<<<<

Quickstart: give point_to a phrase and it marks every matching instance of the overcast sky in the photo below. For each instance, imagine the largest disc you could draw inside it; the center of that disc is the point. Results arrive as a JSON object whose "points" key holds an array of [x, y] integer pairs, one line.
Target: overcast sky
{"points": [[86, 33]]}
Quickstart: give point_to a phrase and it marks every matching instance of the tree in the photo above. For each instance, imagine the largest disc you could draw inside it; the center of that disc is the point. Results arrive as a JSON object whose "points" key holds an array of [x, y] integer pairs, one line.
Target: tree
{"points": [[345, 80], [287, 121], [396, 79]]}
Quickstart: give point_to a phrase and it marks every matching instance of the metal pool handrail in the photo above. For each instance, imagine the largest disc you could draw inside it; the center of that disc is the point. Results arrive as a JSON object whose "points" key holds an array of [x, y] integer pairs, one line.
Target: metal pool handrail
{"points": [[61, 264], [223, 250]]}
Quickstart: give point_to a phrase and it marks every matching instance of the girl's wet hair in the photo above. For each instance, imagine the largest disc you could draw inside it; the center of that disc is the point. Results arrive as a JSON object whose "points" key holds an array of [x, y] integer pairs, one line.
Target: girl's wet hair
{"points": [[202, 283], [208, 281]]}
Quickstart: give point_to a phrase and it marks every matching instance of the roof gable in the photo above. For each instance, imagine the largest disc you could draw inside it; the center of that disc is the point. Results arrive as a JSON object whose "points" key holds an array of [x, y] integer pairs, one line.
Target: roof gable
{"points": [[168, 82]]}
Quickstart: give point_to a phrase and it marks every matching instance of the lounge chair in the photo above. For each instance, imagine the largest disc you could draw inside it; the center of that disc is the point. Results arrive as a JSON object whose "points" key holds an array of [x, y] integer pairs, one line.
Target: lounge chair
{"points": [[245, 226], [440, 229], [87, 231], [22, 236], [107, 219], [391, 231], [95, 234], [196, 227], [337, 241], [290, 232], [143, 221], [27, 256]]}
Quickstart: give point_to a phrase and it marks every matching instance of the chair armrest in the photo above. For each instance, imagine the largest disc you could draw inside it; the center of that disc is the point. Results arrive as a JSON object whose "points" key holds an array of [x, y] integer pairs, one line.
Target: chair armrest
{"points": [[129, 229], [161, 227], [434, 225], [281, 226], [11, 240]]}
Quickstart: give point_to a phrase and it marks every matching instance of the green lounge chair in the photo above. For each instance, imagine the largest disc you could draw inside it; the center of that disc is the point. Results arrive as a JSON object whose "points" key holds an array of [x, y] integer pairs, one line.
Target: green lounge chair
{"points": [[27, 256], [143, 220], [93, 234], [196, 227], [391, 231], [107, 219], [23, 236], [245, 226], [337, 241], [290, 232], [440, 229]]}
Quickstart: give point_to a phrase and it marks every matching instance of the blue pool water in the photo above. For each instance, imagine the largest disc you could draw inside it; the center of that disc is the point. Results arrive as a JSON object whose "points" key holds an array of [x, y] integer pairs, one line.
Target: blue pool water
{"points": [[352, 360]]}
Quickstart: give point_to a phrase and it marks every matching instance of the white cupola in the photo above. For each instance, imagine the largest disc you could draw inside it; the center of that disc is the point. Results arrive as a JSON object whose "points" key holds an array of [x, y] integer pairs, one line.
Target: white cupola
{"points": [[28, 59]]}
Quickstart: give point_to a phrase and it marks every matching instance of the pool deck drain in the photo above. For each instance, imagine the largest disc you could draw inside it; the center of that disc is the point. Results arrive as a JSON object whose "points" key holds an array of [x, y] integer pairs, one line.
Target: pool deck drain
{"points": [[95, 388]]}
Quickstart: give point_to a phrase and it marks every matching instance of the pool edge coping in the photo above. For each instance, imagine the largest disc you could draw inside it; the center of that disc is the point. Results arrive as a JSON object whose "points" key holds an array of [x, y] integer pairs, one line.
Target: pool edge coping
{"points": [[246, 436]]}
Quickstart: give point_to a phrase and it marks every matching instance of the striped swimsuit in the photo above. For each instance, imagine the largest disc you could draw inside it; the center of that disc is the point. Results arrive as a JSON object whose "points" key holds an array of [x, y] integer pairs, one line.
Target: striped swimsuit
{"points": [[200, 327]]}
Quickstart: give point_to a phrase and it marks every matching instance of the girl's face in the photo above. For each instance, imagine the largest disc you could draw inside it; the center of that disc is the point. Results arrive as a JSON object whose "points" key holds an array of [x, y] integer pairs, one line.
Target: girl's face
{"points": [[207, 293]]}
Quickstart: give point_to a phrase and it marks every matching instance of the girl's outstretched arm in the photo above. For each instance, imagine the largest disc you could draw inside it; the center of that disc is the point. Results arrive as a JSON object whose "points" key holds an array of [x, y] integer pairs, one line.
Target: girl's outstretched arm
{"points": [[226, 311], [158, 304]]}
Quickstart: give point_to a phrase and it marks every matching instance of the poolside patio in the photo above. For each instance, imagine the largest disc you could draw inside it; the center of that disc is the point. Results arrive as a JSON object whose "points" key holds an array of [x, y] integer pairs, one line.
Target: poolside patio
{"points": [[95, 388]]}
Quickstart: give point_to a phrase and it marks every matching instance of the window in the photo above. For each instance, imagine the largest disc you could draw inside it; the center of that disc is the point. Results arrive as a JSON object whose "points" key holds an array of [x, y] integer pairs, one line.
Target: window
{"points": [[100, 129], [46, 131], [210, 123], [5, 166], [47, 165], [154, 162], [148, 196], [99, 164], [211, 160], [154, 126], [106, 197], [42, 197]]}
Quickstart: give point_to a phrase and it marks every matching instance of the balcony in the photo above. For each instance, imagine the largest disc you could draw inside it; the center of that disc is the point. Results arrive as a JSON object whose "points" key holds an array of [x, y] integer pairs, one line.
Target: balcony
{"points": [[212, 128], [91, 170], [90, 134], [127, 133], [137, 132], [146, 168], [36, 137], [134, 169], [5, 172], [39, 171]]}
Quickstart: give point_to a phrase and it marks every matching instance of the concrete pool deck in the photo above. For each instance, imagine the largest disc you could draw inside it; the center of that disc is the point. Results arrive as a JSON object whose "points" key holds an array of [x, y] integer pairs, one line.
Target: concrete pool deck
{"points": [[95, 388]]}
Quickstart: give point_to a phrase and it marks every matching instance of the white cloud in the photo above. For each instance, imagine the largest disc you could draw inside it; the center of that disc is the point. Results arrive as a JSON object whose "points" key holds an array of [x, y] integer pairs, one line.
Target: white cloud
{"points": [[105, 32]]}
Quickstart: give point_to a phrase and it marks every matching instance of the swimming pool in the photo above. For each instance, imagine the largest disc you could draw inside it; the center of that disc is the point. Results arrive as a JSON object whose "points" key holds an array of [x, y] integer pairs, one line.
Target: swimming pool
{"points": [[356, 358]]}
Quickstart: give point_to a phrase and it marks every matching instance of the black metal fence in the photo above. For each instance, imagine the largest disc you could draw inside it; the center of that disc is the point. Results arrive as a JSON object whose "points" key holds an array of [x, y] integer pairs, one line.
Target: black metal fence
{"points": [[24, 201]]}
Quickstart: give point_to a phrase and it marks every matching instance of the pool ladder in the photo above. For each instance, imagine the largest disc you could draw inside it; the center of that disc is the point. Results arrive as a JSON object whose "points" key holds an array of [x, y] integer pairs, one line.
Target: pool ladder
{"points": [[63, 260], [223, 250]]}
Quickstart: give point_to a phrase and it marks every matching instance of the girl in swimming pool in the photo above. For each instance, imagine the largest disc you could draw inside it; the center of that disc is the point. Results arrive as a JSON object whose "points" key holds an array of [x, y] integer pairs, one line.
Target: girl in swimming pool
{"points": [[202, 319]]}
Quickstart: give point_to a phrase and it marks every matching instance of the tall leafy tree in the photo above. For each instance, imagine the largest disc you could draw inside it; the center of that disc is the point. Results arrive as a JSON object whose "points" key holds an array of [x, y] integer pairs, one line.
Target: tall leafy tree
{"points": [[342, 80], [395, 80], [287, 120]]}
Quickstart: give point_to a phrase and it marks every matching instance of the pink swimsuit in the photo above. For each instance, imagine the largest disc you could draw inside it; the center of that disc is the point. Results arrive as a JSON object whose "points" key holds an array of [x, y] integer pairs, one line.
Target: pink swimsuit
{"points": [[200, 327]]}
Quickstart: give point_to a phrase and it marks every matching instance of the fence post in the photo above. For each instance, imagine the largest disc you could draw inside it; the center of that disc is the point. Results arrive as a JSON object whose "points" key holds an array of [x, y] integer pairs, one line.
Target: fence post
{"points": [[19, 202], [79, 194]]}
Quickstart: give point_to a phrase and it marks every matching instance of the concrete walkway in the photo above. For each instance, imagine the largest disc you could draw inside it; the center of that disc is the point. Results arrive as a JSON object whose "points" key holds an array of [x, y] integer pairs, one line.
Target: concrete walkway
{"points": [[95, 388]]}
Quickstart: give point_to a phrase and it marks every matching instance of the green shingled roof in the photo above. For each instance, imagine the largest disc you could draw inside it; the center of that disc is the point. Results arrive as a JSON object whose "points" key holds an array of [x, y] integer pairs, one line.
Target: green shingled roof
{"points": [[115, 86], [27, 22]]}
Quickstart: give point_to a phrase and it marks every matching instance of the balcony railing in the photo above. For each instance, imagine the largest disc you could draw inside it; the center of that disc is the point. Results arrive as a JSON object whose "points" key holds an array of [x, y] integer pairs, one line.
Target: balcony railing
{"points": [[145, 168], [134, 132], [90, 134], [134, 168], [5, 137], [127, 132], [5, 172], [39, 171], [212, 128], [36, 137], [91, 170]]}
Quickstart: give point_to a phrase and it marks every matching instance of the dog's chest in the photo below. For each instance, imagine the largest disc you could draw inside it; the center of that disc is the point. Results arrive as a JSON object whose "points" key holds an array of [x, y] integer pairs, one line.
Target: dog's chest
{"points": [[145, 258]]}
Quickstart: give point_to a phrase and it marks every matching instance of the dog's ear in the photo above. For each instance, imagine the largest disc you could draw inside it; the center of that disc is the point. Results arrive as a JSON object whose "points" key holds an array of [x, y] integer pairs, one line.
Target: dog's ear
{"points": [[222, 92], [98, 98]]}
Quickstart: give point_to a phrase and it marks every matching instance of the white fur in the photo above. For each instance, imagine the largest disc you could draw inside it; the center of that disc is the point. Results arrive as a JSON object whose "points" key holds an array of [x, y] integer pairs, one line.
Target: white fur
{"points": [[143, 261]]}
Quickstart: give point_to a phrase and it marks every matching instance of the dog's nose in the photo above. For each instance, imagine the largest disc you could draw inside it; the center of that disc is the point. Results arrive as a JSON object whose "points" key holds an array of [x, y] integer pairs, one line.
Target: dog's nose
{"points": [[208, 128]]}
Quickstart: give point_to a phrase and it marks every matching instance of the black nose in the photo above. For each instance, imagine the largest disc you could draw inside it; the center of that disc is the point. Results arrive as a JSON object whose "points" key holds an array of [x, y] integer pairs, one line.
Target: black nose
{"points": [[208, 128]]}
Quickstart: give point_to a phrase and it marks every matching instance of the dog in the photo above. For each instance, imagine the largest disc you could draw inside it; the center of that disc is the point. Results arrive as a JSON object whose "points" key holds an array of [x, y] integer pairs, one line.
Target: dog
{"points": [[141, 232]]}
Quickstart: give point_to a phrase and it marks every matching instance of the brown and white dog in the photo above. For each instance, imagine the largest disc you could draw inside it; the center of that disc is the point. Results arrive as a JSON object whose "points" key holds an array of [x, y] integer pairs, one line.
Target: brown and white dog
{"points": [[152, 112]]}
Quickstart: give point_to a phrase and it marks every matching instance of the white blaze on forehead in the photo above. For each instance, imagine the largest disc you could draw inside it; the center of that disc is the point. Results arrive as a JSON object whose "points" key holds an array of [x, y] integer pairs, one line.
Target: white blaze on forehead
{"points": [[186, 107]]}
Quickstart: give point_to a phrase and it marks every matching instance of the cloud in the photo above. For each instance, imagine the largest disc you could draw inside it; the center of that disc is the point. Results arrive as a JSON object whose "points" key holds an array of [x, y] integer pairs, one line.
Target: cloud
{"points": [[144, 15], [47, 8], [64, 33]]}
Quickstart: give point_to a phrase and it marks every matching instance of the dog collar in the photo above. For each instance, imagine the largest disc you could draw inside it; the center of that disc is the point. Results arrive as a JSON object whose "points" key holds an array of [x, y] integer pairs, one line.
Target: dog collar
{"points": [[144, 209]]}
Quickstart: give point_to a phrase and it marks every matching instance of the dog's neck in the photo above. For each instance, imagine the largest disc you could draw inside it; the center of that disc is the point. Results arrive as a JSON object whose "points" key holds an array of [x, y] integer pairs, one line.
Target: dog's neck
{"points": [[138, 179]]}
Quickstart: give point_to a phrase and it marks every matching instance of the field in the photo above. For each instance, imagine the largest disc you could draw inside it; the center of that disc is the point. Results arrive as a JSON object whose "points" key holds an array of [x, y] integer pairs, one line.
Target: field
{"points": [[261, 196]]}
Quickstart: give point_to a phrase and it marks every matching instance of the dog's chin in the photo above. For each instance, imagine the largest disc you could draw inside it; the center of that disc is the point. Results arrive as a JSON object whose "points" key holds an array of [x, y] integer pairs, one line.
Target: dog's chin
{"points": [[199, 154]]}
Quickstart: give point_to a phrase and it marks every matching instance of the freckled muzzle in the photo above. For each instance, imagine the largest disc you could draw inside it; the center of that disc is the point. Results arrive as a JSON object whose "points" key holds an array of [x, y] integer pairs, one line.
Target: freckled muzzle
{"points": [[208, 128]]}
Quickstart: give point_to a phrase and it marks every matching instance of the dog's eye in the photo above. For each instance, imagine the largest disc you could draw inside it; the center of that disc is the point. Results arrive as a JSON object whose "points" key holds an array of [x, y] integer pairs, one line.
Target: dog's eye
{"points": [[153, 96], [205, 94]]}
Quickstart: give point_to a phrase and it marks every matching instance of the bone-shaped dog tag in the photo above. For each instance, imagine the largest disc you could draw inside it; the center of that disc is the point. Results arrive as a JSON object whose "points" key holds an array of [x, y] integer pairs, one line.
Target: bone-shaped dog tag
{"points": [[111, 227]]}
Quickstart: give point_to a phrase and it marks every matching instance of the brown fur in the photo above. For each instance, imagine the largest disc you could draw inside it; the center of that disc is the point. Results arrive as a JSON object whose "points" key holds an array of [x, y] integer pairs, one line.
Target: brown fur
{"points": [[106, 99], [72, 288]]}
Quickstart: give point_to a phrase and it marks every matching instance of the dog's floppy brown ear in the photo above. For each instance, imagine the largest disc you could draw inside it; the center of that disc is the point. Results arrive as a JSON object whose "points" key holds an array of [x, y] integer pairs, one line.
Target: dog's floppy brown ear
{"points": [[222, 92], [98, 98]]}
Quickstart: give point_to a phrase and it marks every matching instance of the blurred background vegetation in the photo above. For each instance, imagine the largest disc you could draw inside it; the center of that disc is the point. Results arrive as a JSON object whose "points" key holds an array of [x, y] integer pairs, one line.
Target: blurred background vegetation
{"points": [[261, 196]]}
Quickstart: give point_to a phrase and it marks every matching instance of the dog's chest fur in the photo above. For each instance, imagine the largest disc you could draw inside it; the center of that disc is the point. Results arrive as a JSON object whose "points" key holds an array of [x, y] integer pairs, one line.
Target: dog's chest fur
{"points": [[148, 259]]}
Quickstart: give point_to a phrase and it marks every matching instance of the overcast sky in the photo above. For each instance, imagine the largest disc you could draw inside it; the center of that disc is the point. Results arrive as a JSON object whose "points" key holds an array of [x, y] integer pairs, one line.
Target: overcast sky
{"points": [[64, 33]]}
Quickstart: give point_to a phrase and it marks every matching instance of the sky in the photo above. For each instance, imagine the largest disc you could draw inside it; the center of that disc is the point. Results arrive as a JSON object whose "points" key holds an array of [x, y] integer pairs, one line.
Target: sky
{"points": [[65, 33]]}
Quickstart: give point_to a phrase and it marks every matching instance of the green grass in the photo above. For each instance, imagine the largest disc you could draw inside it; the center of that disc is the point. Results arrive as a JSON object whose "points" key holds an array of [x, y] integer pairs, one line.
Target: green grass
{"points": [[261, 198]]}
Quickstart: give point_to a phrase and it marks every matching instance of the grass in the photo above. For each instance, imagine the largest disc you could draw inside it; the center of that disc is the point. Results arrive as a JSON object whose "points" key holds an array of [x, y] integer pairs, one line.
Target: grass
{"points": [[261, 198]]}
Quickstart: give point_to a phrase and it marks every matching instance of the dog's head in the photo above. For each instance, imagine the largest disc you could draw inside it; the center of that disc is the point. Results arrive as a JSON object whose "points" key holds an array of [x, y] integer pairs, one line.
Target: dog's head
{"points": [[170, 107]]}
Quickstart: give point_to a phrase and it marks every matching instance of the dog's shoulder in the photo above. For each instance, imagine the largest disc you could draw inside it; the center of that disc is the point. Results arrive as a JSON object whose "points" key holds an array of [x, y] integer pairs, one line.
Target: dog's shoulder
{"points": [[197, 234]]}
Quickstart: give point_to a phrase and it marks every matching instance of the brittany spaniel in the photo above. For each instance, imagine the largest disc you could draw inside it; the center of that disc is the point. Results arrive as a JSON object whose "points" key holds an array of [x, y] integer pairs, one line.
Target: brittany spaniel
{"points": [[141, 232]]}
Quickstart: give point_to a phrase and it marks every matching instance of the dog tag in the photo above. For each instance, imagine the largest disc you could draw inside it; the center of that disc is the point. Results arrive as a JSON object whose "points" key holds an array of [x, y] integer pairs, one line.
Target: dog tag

>>>>

§ WHAT IS NEEDED: Repeat exactly the lines from the one containing "of the brittany" through the last line of the records above, both included, and nothing else.

§ CORRECT OUTPUT:
Quickstart: give point_to a phrase and it marks every matching instance of the brittany spaniel in the photo above. For each instance, imagine the largest disc you could draw inside it; the center of that disc is the point. Results arrive as a JSON object whose "points" key holds an array of [x, y] integer pairs, one line.
Target: brittany spaniel
{"points": [[141, 232]]}
Quickstart: give point_to a phrase and it marks every matching instance of the dog tag in the photo above. For each instance, imagine the largest disc you could draw inside it; the center of that disc is the point. Results arrive as a JSON object whose "points" key holds an array of [x, y] integer pairs, one line.
Target: dog tag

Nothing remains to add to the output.